WHAT TO WORK ON: From the forum thread about preppers moving to one place, write out everything from "## Preparedness United" down to "already lived there.", renaming every "rural" as "country".

# Some of my thoughts on preppers migrating to one place (not a good idea)



## Preparedness United (Nov 18, 2013)

On The Wisdom Of Mass Prepper Migrations | Preparedness United

I think moving to a rural setting or setting up a rural retreat is a great idea, but doing it en masse--not so much. It pisses people off who already lived there.


----------



## Arizona Infidel (Oct 5, 2013)

I think some of us pointed this out a little while back.


----------



## AquaHull (Jun 10, 2012)

I point that out with a muzzle


----------



## budgetprepp-n (Apr 7, 2013)

I don't know,,,,, I'm not sure but I think the people that bought some land close to me are peppers,,,,,,,,,
And I have no problem with it at all just so long as they have everything they need ,, Or good stuff to trade. 
when the "packs" start looking for food the extra fire power might be worth the bother of having a neighbor 
you would have no choice but to back them up if they go down your next. Darn,,That sounds sad don't it?

STORED ROWS:
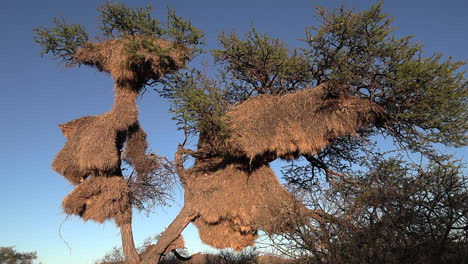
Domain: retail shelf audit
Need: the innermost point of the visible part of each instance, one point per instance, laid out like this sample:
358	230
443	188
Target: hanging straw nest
134	59
233	203
94	142
100	199
303	122
136	151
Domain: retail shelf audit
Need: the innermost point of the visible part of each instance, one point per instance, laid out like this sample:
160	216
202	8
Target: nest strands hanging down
94	142
100	199
304	122
234	202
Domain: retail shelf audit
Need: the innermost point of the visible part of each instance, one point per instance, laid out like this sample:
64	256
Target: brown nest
134	59
94	142
234	202
100	199
303	122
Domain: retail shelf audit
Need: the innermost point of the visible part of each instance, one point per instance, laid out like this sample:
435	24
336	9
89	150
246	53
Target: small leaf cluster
259	64
118	22
61	40
197	103
424	97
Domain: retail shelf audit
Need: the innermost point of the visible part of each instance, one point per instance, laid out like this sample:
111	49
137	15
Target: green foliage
259	64
118	21
393	211
424	97
8	255
62	40
197	104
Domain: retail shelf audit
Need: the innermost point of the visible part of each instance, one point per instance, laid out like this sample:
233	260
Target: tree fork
171	233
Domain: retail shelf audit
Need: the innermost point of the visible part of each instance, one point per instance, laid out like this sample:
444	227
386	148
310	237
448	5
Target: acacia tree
352	81
135	49
263	106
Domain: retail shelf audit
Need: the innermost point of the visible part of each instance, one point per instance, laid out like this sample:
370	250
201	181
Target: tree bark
171	233
130	252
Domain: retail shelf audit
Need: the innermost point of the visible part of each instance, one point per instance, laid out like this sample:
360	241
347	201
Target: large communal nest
304	122
94	142
234	202
134	59
100	199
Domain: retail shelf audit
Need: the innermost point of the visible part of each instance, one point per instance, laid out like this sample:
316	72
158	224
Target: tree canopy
323	106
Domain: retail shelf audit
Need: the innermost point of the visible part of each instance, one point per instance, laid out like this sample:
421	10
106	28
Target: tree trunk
130	253
168	236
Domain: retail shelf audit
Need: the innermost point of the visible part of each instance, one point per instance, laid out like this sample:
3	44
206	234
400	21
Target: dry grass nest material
93	142
233	203
134	58
100	199
303	122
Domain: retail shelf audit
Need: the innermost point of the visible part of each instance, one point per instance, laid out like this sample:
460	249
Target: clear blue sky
37	94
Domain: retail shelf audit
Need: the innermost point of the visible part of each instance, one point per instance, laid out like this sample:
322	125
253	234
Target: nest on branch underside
304	122
94	142
234	192
234	202
134	59
100	199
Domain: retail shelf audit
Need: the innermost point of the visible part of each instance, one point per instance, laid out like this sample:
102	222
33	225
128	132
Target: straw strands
303	122
99	199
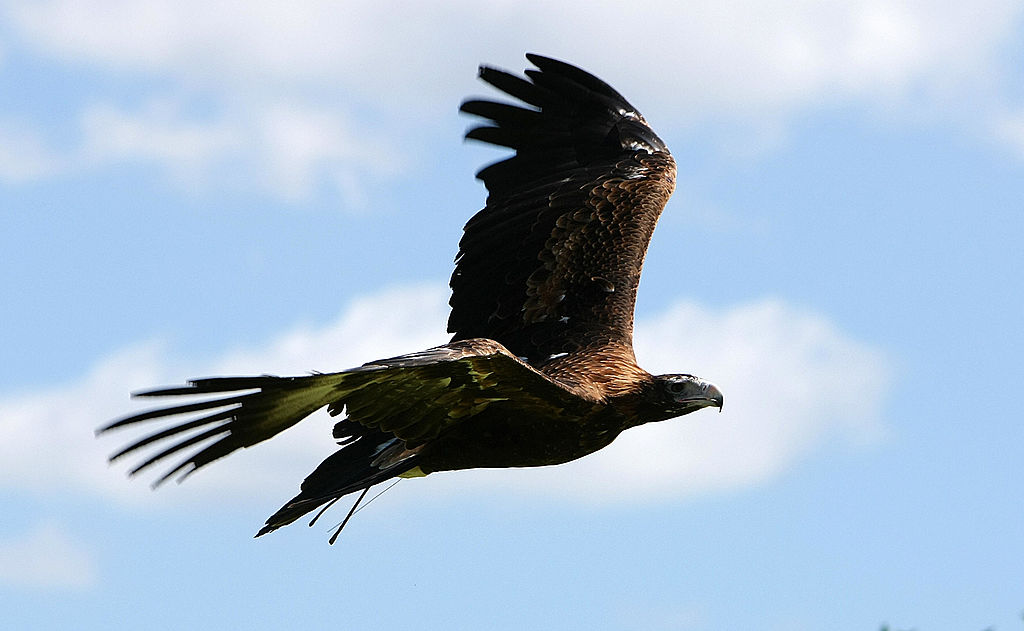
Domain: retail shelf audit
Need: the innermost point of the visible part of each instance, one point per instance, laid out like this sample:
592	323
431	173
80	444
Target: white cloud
1009	130
24	156
159	133
792	382
289	149
46	557
301	82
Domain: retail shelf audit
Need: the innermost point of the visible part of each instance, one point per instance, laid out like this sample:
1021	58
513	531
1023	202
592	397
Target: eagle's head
678	394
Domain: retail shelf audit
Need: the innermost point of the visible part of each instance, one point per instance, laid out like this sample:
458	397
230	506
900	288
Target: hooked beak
708	395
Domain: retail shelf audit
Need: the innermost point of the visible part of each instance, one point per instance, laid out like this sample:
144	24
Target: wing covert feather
551	264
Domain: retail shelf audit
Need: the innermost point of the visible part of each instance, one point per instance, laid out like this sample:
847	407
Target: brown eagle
540	370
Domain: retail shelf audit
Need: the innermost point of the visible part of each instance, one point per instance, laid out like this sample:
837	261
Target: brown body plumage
541	368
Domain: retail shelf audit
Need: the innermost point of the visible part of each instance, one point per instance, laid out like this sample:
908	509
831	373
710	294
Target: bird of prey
540	370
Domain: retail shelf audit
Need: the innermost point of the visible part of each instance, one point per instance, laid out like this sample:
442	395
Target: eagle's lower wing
552	263
409	400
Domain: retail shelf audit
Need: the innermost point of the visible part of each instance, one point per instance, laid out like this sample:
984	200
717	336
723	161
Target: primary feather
540	369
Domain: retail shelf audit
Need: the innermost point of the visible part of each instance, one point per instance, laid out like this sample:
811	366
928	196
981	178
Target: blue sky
190	188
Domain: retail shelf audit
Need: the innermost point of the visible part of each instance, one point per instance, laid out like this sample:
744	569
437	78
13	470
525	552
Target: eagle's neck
600	374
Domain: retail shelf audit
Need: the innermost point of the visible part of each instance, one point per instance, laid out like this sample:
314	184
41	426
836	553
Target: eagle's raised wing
551	264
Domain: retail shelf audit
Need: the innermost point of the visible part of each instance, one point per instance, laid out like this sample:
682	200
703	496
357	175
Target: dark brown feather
551	264
541	368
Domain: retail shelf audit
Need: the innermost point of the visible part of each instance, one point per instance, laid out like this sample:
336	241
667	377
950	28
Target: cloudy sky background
190	188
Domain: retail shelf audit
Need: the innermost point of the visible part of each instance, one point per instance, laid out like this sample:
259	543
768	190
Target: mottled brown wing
551	264
413	397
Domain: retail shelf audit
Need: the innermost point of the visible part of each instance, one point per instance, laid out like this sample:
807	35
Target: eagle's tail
245	411
367	459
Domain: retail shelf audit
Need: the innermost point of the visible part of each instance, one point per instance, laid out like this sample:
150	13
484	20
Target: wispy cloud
46	557
792	382
292	83
24	155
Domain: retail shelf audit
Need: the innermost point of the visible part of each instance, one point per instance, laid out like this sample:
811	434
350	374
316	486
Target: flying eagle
540	370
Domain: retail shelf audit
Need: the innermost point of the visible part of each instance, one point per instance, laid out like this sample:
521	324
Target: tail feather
347	470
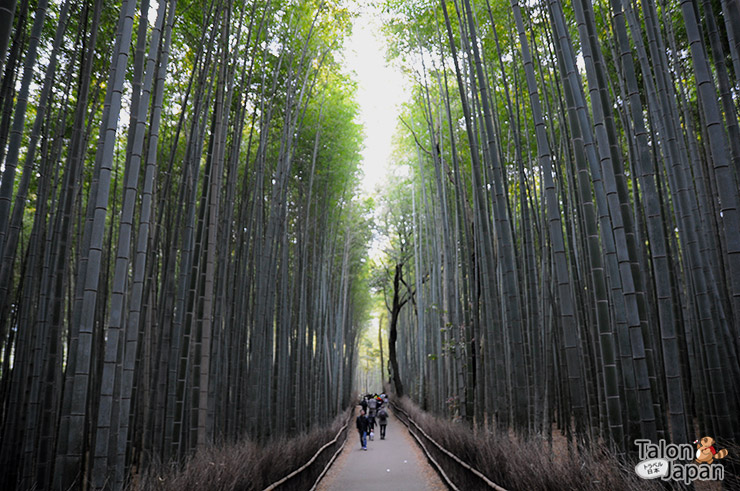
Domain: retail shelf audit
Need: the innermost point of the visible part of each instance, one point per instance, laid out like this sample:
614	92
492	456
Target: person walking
382	422
362	425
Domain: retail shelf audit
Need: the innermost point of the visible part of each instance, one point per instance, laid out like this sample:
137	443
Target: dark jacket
362	424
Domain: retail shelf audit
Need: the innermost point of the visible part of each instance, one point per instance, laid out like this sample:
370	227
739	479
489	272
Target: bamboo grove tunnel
190	255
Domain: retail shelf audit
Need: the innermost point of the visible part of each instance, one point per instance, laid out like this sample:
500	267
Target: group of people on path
373	409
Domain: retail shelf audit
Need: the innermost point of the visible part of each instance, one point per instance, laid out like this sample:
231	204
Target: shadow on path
395	463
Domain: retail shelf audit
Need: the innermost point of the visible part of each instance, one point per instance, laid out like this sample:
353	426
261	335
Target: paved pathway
395	463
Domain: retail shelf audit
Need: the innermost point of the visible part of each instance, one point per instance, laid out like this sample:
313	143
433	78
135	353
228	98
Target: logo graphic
705	452
669	461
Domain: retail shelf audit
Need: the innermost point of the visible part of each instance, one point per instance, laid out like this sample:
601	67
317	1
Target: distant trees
577	222
182	253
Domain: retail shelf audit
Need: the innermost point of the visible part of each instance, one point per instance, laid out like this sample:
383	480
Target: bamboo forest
190	261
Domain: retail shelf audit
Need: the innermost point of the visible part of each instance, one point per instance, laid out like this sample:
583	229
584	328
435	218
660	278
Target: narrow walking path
395	463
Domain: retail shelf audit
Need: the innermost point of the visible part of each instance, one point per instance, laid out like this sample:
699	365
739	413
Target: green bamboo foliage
632	309
165	261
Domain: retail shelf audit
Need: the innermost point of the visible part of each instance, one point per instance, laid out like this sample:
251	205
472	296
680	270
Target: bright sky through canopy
380	91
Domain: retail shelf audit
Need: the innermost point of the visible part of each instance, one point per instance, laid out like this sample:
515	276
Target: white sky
380	91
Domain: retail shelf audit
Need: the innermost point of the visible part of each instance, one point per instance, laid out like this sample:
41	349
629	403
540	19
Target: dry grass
247	466
517	463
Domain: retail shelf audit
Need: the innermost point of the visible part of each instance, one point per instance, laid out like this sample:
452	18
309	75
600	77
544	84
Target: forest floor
393	463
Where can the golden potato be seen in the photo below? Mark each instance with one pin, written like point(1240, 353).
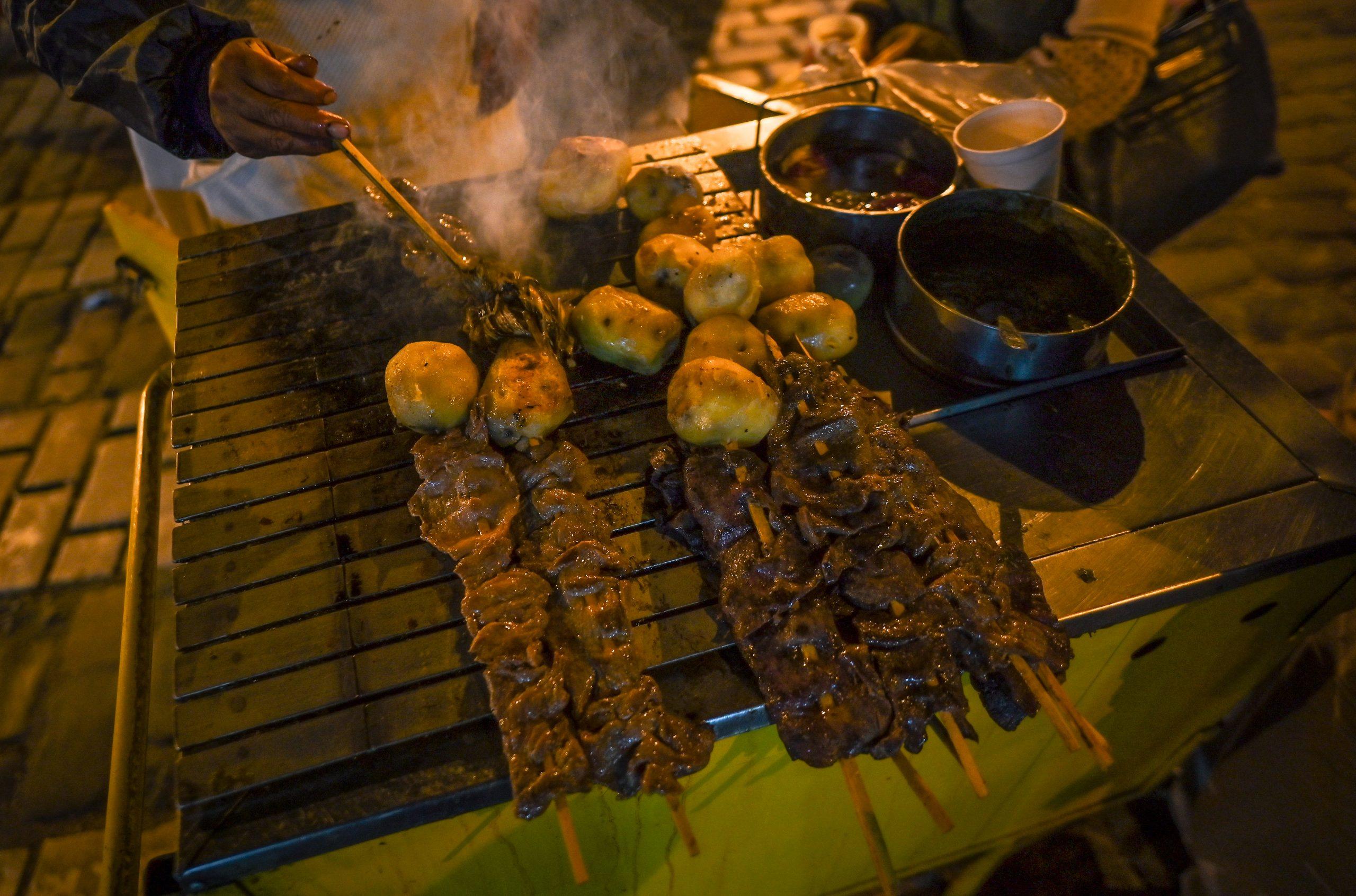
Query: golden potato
point(725, 282)
point(430, 386)
point(626, 330)
point(527, 393)
point(584, 175)
point(783, 267)
point(844, 273)
point(664, 266)
point(696, 221)
point(659, 190)
point(825, 325)
point(727, 337)
point(716, 401)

FINAL RESULT:
## Preparedness United (Nov 18, 2013)

On The Wisdom Of Mass Prepper Migrations | Preparedness United

I think moving to a country setting or setting up a country retreat is a great idea, but doing it en masse--not so much. It pisses people off who already lived there.